- EXTRAIT -
┏━━

Maintenant toutes les attaques s'adressent à moi. (Interruption.)» A
quoi M. H. de Brouckere répondit : « Mon silence sera une protestation contre
l'insinuation, faite par M. le Ministre de la Justice, que les membres de
l'opposition se seraient «concertés pour réunir toutes leurs forces contre lui.
Un concert de cette nature a pu avoir lieu contre M. Nothomb, qui était un
homme d'un talent éminent... contre M. Nothomb qui était le chef du ministère,
qui était l'âme du cabinet ; (page 205)
oui, un concert a pu avoir lieu contre un tel homme ; mais l'honorable M.
d'Anethan peut se rassurer, jamais semblable concert ne se fera contre lui. »
M. Delfosse ajoutait : « M. le baron d'Anethan ne ressemble à M. Nothomb que
par les petits côtés ; et encore, on peut dire que M. Nothomb subissait les
influences du clergé, au lieu que M. le Ministre de la Justice court au-devant.
» La question de l'inamovibilité des succursalistes revint encore : ce furent
les mêmes larmes dans la voix des orateurs, les mêmes textes dans leur discours
(Voir t.
II, livre IX.). M. Verhaegen,
qui avait dépisté l'affaire Retsin, arrivait,
cette fois, avec l'affaire Ornam. Il s'agissait d'un
greffier de justice de paix, nommé quoique ayant subi des condamnations pour
rixes et faits indélicats. Cette nomination avait soulevé de telles répugnances,
qu'un suppléant de cette justice de paix donna sa démission, en déclarant qu'il
ne voulait pas siéger avec une telle personne : cet acte était plus que
malheureux, puisque le ministre avait été instruit des faits, avant la
signature de l'arrêté. La discussion sur ce point fut longue, on pourrait dire
trop longue, si la moralité, pour les nominations judiciaires, n'était si
importante. Qu'un ministre se laisse guider par des calculs de parti pour la
nomination de gouverneurs et de commissaires d'arrondissement, cela se conçoit
; car ce sont là des agents politiques. Mais faire un acte de parti d'une
nomination judiciaire, c'est plus qu'une erreur, c'est presque un crime social.

┗━━

- PROBLÈMES À RÉSOUDRE -
1. Relevez dans l'extrait tous les noms propres précédés de « M. ».
2. Ces affirmations sont-elles conformes à l'extrait ? Répondez par oui ou par non, avec les mots exacts du texte qui tranchent.
(a) Un suppléant de la justice de paix a quitté son poste.
(b) Le ministre ne connaissait pas les faits au moment de signer l'arrêté.
(c) M. Verhaegen avait découvert l'affaire Retsin.
La liste ci-dessous vient d'une autre source que l'extrait.

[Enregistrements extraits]
┏━━

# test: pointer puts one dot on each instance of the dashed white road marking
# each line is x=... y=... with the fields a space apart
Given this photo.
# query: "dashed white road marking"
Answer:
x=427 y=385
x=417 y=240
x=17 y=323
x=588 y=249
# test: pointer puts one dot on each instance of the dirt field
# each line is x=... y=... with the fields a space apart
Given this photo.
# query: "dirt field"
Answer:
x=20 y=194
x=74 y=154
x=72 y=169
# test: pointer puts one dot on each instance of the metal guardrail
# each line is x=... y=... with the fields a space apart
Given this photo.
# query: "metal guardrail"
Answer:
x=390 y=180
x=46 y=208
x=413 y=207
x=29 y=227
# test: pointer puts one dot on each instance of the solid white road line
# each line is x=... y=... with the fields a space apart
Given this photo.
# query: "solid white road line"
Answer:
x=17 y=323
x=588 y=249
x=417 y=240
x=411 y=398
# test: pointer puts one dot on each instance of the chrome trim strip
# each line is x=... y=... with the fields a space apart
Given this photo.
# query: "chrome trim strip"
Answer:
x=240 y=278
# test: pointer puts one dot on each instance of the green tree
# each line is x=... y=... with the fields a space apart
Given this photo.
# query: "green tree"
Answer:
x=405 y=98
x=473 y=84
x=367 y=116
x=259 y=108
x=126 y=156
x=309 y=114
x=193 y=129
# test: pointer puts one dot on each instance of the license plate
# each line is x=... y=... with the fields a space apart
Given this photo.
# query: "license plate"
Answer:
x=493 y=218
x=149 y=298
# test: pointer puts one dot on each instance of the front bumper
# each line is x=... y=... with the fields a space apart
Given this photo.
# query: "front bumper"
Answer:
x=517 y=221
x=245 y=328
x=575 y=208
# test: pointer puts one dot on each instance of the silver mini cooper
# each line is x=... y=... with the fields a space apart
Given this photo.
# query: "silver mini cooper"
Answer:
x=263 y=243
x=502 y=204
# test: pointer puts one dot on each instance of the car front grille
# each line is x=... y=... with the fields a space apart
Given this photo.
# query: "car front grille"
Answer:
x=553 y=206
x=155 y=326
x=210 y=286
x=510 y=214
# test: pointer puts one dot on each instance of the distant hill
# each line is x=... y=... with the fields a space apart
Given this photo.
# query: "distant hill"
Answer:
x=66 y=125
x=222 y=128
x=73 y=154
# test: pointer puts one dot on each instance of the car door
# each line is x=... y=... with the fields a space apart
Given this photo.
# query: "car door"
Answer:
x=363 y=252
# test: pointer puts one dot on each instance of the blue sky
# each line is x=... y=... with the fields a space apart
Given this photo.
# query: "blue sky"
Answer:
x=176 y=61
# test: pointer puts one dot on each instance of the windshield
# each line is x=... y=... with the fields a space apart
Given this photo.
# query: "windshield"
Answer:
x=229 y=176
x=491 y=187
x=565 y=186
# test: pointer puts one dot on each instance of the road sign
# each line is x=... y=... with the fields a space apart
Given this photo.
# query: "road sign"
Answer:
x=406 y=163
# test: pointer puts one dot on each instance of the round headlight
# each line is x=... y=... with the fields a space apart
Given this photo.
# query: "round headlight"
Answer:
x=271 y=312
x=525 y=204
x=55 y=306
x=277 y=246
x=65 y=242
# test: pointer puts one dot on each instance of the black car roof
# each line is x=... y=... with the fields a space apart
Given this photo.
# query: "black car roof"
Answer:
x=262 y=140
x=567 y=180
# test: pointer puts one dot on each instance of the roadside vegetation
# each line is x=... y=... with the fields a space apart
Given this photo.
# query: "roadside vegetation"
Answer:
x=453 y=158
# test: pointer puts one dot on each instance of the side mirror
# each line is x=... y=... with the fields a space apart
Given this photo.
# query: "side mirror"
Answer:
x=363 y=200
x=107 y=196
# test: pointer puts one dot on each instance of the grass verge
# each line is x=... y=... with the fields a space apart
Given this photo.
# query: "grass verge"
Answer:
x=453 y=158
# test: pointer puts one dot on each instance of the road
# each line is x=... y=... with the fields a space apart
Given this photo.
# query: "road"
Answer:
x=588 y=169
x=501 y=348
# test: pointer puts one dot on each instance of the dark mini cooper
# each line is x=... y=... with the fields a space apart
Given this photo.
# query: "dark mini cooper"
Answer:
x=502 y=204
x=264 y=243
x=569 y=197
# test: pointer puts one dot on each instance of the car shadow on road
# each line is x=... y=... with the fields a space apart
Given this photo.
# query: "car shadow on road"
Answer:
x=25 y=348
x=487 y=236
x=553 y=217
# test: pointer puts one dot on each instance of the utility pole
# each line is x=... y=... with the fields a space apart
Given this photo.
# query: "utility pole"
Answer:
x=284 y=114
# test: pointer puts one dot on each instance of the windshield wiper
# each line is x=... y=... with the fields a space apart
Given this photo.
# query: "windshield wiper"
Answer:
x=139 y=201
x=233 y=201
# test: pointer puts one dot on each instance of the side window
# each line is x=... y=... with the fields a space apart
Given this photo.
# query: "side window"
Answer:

┗━━

- RÉPONSES PAR QUESTION -
1. H. de Brouckere, Nothomb, d'Anethan, Delfosse, Verhaegen

2.
(a) Oui : « un suppléant de cette justice de paix donna sa démission »
(b) Non : « le ministre avait été instruit des faits, avant la signature de l'arrêté »
(c) Oui : « M. Verhaegen, qui avait dépisté l'affaire Retsin »